▶ **EXERCISE PROMPT**: The response consists of the lines from the start of the material below through the line holding "Q: Mark the exact bounding box of the white lane", repeated word for word and without pictures.

▶ **STORED DATA**:
=-=-=
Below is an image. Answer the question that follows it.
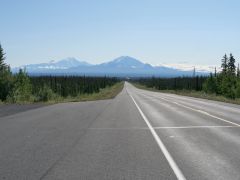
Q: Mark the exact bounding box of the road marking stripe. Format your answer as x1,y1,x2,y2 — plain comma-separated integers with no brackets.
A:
153,125,237,129
88,127,149,130
129,93,186,180
87,126,238,130
157,96,240,127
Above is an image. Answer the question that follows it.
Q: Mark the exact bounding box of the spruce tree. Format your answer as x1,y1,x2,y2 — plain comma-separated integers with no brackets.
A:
228,53,236,76
237,63,240,78
221,54,228,75
0,43,6,71
193,66,196,77
0,43,13,101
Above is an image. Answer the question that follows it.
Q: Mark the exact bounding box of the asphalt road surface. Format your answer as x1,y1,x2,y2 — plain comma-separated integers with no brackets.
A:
1,82,240,180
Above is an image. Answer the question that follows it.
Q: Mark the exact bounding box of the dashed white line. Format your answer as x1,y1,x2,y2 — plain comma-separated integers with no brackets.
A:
157,96,240,127
129,93,186,180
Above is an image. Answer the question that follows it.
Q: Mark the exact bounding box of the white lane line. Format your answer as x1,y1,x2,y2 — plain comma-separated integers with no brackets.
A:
129,93,186,180
88,127,149,130
157,96,240,127
88,126,239,130
153,125,238,129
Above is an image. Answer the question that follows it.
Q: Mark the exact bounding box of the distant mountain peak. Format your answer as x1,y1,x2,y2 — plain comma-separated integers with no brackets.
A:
100,56,148,69
113,56,141,63
56,57,91,67
14,57,92,71
12,56,208,77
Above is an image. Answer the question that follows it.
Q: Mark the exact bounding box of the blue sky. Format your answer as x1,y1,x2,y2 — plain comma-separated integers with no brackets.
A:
1,0,240,67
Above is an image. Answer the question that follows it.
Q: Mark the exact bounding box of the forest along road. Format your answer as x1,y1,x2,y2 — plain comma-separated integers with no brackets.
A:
1,82,240,180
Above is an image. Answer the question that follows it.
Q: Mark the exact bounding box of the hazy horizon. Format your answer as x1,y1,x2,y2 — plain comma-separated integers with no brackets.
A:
12,55,219,73
1,0,240,67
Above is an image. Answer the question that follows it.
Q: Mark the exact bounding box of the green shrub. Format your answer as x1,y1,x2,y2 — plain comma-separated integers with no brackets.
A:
7,69,33,103
220,76,236,99
235,80,240,98
36,85,57,102
203,74,217,93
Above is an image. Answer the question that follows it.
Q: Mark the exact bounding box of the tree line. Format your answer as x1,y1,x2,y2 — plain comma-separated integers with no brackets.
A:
133,53,240,99
30,76,118,101
0,44,119,103
203,53,240,99
135,76,207,91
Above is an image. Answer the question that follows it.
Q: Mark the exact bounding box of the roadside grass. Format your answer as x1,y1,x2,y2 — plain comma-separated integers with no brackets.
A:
51,81,124,103
132,83,240,105
1,82,124,105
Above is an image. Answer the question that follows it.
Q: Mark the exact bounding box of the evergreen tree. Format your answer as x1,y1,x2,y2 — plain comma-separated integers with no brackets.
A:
203,73,217,93
221,54,228,75
0,43,6,71
193,67,196,77
228,53,236,76
220,74,236,99
0,44,13,101
237,63,240,78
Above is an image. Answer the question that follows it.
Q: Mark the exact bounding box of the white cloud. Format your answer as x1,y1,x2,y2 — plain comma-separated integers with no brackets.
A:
156,63,221,73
=-=-=
▶ **WRITTEN RESPONSE**:
Below is an image. Answer the question that follows it.
Q: Mark the exact bounding box of the road marking stripe. Format your answer as x1,y1,x2,y2 — plain comma-separated integers with no brackets.
A:
153,125,237,129
88,127,149,130
129,93,186,180
87,126,238,130
157,96,240,127
Above is an image. Answer the question that follows it.
Q: Mark the exact bounding box of the spruce tree. Format your answer as x1,y1,x2,y2 — plain comma-separated integers with no brackets.
A:
228,53,236,76
237,63,240,78
221,54,228,75
0,43,6,71
193,66,196,77
0,43,13,101
Above is an image. Answer the question that follows it.
Q: Mark the exact bounding box of the asphalt road surface. Format your answer as x1,y1,x2,y2 — plain comma-separated integers with no brackets.
A:
1,82,240,180
Above is an image. Answer the question that follows it.
Q: Mark the exact bounding box of the dashed white line. Format your answer as x1,y1,x2,y2 — plain comma-separated integers with no brackets.
A:
157,96,240,127
129,93,186,180
Above is an image. Answer the question that follows it.
Q: Mark the exact bounding box of the white lane line. Format your answer as x1,y1,x2,y2 — plain comma-separated integers with no brackets.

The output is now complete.